§ Task material

+ + +

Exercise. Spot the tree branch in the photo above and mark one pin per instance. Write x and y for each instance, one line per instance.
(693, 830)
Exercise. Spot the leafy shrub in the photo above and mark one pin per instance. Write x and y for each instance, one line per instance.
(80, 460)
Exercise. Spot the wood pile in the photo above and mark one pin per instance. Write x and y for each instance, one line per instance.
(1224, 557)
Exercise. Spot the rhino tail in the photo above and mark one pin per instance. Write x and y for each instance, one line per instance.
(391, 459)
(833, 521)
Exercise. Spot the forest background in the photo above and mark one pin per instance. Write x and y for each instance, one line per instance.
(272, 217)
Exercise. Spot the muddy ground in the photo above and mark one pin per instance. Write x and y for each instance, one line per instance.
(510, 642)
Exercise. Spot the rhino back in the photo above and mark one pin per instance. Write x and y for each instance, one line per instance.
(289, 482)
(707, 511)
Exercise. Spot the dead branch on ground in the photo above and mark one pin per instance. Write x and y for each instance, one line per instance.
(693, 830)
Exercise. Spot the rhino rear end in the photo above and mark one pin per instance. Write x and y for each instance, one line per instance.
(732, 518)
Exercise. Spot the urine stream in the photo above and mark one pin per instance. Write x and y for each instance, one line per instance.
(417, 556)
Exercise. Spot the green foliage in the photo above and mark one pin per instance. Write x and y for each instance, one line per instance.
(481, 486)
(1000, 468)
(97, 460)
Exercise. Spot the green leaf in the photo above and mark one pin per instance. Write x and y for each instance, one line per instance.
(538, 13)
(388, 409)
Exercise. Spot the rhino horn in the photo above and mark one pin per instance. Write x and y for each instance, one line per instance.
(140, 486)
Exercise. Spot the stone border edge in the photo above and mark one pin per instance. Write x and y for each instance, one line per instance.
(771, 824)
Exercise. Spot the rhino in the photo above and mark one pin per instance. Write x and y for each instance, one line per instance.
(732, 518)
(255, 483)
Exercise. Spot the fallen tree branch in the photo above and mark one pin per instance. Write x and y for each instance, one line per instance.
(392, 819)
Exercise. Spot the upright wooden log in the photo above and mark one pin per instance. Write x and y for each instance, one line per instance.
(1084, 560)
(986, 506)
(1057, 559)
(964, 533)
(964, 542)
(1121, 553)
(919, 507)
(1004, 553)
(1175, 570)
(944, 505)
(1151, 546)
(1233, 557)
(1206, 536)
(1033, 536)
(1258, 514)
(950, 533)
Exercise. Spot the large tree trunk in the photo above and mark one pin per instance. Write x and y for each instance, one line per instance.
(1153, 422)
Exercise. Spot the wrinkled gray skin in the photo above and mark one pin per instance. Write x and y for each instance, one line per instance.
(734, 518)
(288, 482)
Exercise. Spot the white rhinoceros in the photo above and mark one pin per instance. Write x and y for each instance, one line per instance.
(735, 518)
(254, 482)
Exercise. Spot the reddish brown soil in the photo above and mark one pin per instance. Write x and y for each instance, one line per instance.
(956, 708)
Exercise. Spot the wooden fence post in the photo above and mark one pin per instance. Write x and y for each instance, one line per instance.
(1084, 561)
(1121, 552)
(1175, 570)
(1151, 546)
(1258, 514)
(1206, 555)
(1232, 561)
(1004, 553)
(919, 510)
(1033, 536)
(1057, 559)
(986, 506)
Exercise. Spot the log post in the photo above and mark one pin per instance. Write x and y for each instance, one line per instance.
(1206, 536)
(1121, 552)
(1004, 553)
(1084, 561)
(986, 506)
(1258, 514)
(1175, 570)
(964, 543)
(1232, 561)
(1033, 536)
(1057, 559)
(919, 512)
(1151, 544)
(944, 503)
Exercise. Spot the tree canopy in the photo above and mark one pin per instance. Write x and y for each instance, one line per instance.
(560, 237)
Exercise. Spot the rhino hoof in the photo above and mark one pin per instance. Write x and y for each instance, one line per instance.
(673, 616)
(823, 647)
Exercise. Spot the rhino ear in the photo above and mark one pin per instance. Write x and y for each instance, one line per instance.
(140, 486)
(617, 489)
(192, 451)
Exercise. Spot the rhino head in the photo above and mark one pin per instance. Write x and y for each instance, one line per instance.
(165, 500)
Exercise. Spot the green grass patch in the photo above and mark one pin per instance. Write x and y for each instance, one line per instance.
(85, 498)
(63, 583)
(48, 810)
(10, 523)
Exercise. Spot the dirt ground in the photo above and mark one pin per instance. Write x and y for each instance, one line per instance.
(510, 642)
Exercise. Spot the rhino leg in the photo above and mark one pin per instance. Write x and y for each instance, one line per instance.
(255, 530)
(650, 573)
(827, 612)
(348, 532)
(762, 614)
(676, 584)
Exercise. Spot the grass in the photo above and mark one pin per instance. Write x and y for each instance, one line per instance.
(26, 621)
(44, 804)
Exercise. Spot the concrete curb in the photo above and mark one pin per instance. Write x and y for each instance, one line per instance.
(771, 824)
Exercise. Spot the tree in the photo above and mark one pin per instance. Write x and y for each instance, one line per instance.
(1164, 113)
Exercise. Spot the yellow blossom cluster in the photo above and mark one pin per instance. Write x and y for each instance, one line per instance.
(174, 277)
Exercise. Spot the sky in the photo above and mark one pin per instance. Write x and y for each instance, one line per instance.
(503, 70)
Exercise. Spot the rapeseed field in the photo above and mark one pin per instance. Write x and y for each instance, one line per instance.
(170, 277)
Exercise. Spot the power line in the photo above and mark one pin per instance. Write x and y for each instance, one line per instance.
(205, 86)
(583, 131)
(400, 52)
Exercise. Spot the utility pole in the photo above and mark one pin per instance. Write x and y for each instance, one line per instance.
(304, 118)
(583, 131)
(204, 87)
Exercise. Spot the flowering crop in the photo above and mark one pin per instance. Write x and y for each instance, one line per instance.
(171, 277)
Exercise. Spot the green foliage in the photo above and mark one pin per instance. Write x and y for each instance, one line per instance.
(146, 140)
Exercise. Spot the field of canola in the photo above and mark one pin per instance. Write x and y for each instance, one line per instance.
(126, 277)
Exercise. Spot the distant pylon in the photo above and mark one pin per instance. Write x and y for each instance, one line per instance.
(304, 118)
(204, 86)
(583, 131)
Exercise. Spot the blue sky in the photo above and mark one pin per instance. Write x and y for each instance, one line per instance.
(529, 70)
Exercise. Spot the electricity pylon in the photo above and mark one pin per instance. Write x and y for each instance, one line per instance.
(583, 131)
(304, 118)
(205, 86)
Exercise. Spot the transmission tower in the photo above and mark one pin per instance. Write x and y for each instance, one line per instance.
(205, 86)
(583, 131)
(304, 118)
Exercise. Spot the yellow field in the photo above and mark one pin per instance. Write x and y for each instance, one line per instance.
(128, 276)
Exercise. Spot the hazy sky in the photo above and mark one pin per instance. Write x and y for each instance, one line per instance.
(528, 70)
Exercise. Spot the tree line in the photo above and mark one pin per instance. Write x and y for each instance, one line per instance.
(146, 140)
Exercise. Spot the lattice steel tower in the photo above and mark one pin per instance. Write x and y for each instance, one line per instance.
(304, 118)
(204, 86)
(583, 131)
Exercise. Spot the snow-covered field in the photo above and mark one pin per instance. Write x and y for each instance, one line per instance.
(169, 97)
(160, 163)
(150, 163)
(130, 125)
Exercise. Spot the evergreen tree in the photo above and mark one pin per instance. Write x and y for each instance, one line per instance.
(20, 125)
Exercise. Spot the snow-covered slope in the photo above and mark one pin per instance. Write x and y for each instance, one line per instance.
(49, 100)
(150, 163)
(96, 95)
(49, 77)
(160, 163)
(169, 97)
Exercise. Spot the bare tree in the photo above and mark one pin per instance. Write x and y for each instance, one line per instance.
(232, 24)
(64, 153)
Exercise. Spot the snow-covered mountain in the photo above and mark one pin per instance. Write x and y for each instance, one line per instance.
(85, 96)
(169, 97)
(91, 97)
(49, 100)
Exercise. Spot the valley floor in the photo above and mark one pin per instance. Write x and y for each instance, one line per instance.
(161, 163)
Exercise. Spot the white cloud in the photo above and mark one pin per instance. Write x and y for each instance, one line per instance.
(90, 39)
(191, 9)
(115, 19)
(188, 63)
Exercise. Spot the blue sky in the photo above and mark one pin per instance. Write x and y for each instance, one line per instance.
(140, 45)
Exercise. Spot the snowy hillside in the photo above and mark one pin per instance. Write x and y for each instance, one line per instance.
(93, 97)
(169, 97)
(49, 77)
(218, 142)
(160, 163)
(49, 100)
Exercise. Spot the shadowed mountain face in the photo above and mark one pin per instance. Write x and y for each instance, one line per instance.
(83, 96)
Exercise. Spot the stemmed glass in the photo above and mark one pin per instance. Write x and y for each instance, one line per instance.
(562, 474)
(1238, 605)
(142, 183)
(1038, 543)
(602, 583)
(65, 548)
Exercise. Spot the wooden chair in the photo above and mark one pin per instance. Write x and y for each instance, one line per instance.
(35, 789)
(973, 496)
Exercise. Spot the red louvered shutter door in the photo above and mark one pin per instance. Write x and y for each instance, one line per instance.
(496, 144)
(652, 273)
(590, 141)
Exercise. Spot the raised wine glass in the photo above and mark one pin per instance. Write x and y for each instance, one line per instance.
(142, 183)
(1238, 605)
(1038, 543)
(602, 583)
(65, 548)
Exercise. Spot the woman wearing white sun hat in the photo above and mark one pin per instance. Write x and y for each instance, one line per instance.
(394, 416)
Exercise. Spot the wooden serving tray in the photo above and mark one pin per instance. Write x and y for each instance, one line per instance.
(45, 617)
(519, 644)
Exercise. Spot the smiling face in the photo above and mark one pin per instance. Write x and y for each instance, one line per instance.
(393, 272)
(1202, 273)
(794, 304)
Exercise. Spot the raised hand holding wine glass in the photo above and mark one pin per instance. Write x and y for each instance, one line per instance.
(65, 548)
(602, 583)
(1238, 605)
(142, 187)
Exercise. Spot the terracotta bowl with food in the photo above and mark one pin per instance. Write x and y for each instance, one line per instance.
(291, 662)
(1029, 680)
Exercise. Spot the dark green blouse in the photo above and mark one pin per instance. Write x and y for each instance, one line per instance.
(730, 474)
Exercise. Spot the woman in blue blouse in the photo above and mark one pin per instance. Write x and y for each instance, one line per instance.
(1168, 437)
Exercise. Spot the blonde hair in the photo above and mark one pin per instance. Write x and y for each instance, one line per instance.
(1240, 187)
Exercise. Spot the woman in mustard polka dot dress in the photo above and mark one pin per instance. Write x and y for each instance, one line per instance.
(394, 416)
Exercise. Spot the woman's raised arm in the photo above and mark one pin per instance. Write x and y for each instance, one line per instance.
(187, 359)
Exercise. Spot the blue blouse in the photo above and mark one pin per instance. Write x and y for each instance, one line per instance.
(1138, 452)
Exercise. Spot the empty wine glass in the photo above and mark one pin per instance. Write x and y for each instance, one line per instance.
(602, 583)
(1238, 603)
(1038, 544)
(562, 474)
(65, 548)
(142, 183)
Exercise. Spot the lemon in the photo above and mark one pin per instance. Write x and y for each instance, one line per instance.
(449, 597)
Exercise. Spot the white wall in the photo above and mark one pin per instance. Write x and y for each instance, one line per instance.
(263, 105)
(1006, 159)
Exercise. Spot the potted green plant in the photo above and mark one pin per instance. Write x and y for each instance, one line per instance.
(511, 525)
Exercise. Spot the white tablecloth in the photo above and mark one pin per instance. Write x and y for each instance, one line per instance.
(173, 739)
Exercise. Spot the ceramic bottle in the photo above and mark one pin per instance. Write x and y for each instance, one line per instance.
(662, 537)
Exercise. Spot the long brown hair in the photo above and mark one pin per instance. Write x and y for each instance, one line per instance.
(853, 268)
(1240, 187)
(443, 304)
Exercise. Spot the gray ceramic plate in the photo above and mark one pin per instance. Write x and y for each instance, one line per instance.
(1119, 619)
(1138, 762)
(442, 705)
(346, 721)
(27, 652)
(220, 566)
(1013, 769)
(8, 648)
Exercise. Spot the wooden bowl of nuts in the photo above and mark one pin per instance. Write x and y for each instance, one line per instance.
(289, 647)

+ + +

§ Set exercise
Repeat word for word every line from the one that holds "Exercise. Spot the blonde" to the end. Both ends count.

§ Result for this task
Exercise. Spot the blonde hair in the photo above and mark one pin per instance. Write x and y for each instance, one line per instance.
(1240, 187)
Exercise. Spot the woman in mustard polka dot dress in the photo above and mark one pin per instance. Write x and y for each instance, one line per instance.
(394, 416)
Exercise. Spot the woman's raised arm in the photo above and mark one pin per instance. Write x and y for each instance, one line per instance.
(187, 359)
Exercise. Spot the blue blouse in the photo above and mark one pin per instance. Write x and y for each instance, one line per instance.
(1138, 452)
Exercise. Spot the empty wine glass in the photo above and mark one pin per instance. Write x and y for each instance, one line per instance.
(602, 583)
(1238, 603)
(1038, 544)
(562, 474)
(65, 548)
(142, 183)
Exercise. Spot the lemon in the photo above and mark one pin per instance. Write x and y for each instance, one line per instance.
(449, 597)
Exercise. Spot the white wall in the photo above and mark one pin per instance. Write x and y for each instance, one line per instance.
(263, 105)
(1006, 159)
Exercise. Spot the potted green plant in the photo above and mark one pin per instance. Write x and y for each instance, one line per instance.
(511, 525)
Exercise. Spot the white tablecloth in the photo above and mark one pin per instance. Write x and y for each instance, one line per instance.
(173, 739)
Exercise. Spot the ceramic bottle in the photo above and mark one pin per instance. Write x and y for each instance, one line per instance.
(662, 537)
Exercise. Spot the long brown hair in the photo above and mark one pin per instance. Write x and y for each instance, one line per instance.
(853, 268)
(1240, 187)
(443, 304)
Exercise. Spot the gray ceramic plate in the photo above and mark one pin per instance. Write x and y for each instance, one line per instance.
(1119, 619)
(1138, 762)
(442, 705)
(346, 721)
(27, 652)
(220, 566)
(1013, 769)
(8, 648)
Exercise. Spot the wooden bowl of nuts in the photo above and mark one pin per instance. Write x and y for each instance, one line per instance.
(289, 647)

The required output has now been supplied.